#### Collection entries
----
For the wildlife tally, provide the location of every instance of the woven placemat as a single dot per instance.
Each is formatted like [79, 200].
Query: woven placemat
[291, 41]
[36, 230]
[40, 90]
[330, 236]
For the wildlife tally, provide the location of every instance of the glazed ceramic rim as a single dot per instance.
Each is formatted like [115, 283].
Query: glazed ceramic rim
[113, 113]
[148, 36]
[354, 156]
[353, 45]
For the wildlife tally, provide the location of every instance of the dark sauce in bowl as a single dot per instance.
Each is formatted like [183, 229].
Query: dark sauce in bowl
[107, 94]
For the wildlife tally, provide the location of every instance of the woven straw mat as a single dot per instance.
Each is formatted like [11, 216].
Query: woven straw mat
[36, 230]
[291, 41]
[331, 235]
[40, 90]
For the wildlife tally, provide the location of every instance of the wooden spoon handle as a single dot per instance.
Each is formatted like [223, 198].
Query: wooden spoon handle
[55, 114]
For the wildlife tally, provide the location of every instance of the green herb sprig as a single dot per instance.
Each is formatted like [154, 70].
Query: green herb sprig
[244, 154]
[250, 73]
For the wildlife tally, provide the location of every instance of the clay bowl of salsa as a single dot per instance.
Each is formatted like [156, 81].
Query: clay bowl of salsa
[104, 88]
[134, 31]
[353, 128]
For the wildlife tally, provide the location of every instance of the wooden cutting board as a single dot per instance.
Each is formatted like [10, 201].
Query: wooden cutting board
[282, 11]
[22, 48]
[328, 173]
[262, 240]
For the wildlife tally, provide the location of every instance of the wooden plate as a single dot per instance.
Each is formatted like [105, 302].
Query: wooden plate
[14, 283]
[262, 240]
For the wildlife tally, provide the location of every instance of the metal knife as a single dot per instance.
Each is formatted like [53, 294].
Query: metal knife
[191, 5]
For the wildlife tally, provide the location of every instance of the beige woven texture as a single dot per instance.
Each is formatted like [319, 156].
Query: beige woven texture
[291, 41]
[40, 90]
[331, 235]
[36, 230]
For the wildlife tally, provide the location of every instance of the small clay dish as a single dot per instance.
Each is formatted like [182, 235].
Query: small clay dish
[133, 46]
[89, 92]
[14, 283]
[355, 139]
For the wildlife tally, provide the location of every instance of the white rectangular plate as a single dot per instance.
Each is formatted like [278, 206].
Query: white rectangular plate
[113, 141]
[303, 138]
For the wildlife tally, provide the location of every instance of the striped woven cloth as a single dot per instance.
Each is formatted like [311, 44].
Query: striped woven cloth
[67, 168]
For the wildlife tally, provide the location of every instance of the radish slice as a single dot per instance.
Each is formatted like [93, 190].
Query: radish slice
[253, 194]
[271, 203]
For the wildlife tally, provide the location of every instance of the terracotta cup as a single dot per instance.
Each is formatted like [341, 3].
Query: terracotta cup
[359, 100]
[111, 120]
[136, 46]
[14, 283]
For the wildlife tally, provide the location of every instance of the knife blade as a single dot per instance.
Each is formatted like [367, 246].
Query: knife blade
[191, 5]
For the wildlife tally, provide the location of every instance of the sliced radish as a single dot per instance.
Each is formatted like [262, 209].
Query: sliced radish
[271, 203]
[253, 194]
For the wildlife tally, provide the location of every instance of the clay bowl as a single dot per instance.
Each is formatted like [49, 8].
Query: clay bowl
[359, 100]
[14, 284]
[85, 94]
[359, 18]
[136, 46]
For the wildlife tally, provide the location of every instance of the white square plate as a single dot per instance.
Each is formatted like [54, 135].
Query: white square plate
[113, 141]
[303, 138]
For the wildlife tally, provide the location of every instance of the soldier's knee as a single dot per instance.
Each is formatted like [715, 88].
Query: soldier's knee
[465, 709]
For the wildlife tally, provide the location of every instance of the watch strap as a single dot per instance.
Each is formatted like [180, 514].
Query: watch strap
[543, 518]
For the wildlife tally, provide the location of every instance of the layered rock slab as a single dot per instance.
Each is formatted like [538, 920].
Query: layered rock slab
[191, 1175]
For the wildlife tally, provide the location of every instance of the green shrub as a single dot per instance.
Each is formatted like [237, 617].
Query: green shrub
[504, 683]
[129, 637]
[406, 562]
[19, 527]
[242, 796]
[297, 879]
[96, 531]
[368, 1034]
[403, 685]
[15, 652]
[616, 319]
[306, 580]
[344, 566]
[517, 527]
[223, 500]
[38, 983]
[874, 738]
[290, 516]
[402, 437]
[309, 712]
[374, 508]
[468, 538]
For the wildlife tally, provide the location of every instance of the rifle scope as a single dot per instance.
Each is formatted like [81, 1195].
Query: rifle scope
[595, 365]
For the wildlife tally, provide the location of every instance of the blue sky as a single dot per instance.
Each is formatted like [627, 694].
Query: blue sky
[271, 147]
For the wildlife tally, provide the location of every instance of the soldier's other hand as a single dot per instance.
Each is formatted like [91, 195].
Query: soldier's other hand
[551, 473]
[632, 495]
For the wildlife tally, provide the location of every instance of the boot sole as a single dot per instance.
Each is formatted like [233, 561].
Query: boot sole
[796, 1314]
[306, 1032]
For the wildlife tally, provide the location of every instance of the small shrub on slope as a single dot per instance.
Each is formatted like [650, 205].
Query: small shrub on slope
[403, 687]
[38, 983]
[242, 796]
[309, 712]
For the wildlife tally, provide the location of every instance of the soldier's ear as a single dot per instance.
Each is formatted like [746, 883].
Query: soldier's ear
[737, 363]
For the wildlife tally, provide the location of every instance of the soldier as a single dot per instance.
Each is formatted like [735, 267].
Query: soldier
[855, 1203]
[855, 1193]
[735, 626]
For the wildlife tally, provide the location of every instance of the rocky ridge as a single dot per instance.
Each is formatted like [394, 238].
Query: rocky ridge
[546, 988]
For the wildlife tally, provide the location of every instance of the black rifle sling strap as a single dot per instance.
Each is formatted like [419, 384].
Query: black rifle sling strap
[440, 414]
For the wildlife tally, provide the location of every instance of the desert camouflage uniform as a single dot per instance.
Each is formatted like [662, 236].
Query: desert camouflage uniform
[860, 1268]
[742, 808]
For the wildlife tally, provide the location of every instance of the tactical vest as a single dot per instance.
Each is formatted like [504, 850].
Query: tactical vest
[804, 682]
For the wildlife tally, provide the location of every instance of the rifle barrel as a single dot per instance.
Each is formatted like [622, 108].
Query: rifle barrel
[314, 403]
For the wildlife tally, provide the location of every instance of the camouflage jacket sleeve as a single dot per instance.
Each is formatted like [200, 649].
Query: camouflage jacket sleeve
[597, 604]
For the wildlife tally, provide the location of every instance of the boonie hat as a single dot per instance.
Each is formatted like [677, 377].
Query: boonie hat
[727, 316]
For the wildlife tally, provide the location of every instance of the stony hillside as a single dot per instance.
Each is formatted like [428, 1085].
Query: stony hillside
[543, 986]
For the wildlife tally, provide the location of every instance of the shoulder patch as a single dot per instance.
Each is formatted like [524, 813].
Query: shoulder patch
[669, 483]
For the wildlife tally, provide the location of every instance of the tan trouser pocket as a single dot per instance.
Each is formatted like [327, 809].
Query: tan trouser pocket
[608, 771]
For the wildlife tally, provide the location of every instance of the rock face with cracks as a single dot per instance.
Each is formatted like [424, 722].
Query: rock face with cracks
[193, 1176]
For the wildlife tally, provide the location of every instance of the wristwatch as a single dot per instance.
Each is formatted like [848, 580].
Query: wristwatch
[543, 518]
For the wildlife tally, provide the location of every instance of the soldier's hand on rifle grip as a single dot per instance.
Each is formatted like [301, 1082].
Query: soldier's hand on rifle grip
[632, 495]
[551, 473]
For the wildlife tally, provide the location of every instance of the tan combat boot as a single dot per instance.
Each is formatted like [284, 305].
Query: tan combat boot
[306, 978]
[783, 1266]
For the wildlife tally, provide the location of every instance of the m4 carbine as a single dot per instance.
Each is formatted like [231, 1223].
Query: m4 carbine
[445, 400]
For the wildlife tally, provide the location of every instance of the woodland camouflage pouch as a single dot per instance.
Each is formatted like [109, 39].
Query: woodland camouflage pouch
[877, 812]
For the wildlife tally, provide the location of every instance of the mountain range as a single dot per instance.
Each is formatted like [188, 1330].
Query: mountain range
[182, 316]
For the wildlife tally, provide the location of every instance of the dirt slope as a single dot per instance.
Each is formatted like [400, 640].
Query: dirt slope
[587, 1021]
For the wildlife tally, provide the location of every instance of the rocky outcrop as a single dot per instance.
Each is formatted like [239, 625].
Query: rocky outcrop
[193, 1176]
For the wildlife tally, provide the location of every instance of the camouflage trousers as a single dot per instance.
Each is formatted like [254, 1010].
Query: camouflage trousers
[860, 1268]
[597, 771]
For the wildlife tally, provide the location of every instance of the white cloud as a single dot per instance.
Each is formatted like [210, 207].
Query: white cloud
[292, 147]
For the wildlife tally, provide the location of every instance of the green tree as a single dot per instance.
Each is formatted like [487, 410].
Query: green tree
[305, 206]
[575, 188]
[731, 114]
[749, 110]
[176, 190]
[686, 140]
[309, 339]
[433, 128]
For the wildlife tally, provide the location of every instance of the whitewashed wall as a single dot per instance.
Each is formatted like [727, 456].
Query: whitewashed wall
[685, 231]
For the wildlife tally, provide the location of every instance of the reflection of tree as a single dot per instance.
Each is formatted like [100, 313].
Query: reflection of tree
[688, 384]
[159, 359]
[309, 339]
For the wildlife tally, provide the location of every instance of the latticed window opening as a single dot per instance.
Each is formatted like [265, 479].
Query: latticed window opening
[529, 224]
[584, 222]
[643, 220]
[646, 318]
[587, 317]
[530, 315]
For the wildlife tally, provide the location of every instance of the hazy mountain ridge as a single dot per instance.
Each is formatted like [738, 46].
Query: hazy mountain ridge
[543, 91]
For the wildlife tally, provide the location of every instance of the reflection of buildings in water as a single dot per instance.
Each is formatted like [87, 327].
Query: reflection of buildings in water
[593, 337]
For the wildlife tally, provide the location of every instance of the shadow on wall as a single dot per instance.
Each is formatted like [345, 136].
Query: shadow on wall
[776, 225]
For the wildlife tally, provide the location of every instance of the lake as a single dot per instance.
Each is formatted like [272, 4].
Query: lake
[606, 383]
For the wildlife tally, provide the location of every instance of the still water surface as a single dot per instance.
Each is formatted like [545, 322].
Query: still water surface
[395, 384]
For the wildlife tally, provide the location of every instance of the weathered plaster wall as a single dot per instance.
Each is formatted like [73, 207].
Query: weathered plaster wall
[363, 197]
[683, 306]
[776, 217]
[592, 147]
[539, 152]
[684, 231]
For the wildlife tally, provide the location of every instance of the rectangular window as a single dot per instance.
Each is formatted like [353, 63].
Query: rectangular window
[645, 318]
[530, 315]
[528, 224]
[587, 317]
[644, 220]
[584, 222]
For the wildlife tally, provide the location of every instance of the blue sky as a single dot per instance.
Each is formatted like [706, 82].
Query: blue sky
----
#### What is required
Start at the first line of the data above. Stop after the line containing "Each is formatted like [156, 81].", reproducing each line exactly and adding nothing.

#### Worked solution
For the wildlife tally, provide the location of every instance of the woven placemat as a single dot per instance.
Each is formatted like [79, 200].
Query: woven placemat
[291, 41]
[36, 230]
[40, 90]
[330, 236]
For the wildlife tally, provide the location of every instance of the glazed ceramic rim as a single dot per instance.
Each is formatted like [115, 283].
Query: glazed ceramic rim
[113, 113]
[148, 36]
[354, 156]
[353, 45]
For the wildlife tally, provide the location of every instance of the dark sauce in bowl as a single dot per instance.
Each is formatted like [183, 229].
Query: dark sauce in bowl
[107, 94]
For the wildlife tally, provide the location of every instance of the woven straw mat as a single dot per instance.
Each is formatted like [11, 216].
Query: woven straw mat
[36, 230]
[291, 41]
[331, 235]
[40, 90]
For the wildlife tally, provide the location of every instance of the wooden spoon handle as a single dot per instance.
Each is formatted like [223, 198].
Query: wooden spoon handle
[55, 114]
For the wildlife tally, provide the location of every instance of the green herb sprig as a single dot per instance.
Each is formatted like [154, 70].
Query: green herb sprig
[244, 154]
[250, 73]
For the wildlife tally, provide the location of every instance of the clay bowl of salsa as a single dot per instance.
Each is formatted like [156, 81].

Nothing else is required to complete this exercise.